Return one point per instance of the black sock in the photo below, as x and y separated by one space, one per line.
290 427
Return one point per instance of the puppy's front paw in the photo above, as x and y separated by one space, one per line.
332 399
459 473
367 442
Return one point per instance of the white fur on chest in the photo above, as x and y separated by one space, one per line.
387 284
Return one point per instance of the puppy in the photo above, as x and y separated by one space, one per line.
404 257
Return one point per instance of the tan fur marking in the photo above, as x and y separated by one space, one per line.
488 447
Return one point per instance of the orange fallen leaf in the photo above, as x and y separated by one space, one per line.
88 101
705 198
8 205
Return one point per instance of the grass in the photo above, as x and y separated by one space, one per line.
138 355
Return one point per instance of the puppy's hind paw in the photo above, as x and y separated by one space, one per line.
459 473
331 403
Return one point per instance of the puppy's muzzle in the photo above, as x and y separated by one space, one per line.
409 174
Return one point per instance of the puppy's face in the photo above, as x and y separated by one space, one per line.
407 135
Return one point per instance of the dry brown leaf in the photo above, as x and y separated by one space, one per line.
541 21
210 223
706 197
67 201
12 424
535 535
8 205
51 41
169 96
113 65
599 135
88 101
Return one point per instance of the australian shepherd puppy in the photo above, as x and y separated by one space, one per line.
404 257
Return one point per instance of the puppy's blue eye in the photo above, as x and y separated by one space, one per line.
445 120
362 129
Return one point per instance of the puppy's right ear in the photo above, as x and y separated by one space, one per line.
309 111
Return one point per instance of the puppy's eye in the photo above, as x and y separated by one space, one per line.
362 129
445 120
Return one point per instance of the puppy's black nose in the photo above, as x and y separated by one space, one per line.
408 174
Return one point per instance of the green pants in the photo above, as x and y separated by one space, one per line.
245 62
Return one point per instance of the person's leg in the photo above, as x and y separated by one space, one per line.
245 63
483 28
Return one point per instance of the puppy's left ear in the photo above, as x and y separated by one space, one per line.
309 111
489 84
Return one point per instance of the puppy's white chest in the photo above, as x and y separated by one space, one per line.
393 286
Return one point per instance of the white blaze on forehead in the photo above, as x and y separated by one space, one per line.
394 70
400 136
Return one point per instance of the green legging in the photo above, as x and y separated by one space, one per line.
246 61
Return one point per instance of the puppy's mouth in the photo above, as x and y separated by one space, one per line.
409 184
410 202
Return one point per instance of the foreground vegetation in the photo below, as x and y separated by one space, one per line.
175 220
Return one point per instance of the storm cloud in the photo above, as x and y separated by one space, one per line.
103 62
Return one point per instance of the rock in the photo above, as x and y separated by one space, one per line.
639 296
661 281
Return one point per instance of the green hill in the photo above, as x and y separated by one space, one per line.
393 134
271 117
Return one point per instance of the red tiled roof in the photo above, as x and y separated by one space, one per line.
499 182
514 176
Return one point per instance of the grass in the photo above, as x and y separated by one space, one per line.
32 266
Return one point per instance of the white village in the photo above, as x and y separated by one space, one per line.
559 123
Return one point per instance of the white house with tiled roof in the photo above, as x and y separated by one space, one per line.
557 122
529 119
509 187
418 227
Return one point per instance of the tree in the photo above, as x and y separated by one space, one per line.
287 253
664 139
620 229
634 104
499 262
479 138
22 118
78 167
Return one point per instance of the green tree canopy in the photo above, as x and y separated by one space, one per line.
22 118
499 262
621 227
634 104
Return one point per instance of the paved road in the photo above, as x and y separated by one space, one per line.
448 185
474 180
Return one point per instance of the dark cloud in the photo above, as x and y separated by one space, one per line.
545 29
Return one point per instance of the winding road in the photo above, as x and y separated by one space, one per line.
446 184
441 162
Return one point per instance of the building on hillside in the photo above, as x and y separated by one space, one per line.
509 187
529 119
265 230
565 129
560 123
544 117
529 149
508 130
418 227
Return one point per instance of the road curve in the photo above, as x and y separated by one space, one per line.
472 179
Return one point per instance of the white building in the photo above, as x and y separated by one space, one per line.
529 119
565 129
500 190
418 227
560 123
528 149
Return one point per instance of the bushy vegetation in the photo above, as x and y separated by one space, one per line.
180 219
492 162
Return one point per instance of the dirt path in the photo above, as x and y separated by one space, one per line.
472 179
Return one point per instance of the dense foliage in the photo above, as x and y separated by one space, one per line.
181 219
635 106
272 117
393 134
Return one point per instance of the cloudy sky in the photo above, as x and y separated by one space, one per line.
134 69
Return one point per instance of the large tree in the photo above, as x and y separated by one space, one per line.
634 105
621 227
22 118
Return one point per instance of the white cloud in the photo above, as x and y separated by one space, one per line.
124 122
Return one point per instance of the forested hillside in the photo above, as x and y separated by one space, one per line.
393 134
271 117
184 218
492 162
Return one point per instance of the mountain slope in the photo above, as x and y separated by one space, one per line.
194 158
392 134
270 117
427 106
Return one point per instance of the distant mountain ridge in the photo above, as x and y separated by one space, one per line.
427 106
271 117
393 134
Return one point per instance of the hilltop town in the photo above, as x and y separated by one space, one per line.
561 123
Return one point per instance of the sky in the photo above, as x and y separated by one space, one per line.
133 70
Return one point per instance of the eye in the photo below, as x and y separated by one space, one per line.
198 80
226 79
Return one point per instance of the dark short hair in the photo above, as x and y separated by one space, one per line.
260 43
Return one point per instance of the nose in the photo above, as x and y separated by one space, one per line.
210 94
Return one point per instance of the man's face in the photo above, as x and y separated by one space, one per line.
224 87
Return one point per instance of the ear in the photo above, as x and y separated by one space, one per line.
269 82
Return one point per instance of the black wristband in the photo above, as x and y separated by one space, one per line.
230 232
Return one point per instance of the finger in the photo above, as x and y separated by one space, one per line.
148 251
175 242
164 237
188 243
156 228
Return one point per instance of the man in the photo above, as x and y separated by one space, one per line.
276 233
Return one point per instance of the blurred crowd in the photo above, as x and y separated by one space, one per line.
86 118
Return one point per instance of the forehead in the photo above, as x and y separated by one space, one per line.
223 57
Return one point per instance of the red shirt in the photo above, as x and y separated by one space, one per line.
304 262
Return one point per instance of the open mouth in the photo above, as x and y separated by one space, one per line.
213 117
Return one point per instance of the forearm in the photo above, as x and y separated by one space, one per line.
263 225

* EXERCISE INSTRUCTIONS: Retype nothing except the lines from the line holding "Return one point per instance of the blurred" through the last line of the entries, both included.

* WRITTEN ANSWER:
Return one point per instance of the blurred crowd in the photo above, as x and y separated by one space, one per line.
86 118
Return one point per instance of the forehead in the photo above, as x and y separated by one space, one per line.
223 57
Return one point per instance of the red shirt in the photo above, as x and y separated by one space, one per line.
304 262
Return one point per instance of the open mouth in the photo above, as x and y separated by one space, one per line.
213 117
Return one point per instance of the forearm in the photo above, as x and y separated by one space, one per line.
263 225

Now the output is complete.